■ **Exercise description**
In the article about Omicron infection and immunity, what roles are given for Jennifer Gommerman?

■ **Source passage**
____

Why an Omicron infection alone might not offer the immune boost you'd expect
CBC
In the span of just weeks, millions of Canadians became infected with SARS-CoV-2. Globally, more cases were reported in the first 10 weeks after the Omicron variant was identified than in all of 2020.
It was a mass infection event quite unlike anything we'd seen in the pandemic to date, hitting both the unvaccinated and vaccinated — but not in the same way.
While vaccinated and boosted individuals largely avoid dire outcomes from COVID-19, data continues to show that unvaccinated individuals remain at a far higher risk of serious illness, hospitalization, and death.
Emerging evidence also suggests high infection rates won't necessarily translate into widespread protection against re-infections down the line — unless you're layering Omicron exposure onto the broader immunity provided by vaccines.
"In people who are not vaccinated, they're not making a good response to Omicron," said immunologist and University of Toronto professor Jennifer Gommerman.

____

■ **Supplied material**
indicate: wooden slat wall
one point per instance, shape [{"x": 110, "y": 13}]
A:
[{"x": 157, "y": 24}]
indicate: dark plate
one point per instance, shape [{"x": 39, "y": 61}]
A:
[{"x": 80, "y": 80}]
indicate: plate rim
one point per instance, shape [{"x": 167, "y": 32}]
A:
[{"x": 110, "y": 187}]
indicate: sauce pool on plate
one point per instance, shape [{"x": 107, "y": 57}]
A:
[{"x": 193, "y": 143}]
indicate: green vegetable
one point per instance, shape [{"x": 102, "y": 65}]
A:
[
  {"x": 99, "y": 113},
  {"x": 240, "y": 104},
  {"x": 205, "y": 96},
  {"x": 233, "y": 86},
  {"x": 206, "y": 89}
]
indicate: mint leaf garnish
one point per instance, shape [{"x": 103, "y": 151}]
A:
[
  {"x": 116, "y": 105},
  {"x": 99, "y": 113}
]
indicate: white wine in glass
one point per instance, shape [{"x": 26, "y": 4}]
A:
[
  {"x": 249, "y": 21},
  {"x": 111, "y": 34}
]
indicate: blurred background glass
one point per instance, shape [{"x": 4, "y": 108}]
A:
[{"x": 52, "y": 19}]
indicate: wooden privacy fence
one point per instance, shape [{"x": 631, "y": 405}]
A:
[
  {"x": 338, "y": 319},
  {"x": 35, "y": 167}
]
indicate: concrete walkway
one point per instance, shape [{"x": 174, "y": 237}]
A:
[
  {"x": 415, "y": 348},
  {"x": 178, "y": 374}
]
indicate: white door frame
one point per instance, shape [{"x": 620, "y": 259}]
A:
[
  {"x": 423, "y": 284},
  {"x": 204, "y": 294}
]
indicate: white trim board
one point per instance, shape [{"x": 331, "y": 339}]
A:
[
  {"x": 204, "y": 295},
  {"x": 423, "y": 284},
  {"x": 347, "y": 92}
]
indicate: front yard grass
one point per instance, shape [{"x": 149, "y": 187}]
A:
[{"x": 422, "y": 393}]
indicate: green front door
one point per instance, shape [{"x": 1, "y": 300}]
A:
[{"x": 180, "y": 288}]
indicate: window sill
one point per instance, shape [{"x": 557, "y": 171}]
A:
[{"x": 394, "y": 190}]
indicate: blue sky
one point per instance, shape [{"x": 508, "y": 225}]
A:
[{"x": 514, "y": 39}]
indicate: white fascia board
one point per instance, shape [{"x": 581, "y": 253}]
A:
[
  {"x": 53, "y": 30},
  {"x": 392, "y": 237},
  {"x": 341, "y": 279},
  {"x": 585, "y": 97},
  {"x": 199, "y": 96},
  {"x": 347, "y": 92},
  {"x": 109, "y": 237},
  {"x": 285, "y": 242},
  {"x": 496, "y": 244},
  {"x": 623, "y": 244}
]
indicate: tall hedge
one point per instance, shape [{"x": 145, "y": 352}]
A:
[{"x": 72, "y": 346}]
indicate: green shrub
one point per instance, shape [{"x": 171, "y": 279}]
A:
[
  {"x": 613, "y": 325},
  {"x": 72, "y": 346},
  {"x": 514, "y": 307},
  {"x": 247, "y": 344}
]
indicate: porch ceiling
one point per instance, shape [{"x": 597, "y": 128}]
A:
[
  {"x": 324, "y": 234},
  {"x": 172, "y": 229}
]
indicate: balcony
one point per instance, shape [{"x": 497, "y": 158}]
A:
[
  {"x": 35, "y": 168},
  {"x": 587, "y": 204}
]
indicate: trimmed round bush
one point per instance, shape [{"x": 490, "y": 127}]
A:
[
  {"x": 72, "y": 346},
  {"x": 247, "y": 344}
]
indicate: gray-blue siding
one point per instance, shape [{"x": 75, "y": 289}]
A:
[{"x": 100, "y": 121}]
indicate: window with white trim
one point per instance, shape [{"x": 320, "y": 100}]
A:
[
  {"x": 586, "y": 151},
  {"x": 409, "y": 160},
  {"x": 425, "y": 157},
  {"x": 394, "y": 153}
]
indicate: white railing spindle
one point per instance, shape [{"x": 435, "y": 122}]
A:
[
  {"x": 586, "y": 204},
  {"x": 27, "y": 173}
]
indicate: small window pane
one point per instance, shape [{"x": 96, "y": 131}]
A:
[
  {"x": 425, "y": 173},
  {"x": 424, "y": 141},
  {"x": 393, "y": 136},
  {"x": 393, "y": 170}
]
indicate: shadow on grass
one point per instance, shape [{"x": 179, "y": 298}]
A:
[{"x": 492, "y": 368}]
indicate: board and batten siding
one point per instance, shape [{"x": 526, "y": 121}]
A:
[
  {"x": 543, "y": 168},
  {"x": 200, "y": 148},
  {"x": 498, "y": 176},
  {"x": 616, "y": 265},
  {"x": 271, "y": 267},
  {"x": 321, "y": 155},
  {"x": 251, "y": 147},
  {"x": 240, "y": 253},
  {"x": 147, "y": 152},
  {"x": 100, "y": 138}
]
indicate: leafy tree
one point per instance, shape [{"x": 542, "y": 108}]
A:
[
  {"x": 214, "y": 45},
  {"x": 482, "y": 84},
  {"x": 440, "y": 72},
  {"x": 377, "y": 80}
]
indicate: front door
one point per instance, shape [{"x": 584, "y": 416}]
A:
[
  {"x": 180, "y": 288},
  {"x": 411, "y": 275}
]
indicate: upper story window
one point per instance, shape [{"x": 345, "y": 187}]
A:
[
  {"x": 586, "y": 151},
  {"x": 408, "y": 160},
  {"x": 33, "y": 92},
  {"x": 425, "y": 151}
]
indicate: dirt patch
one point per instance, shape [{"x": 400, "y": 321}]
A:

____

■ **Response for this exercise**
She is an immunologist and a professor at the University of Toronto.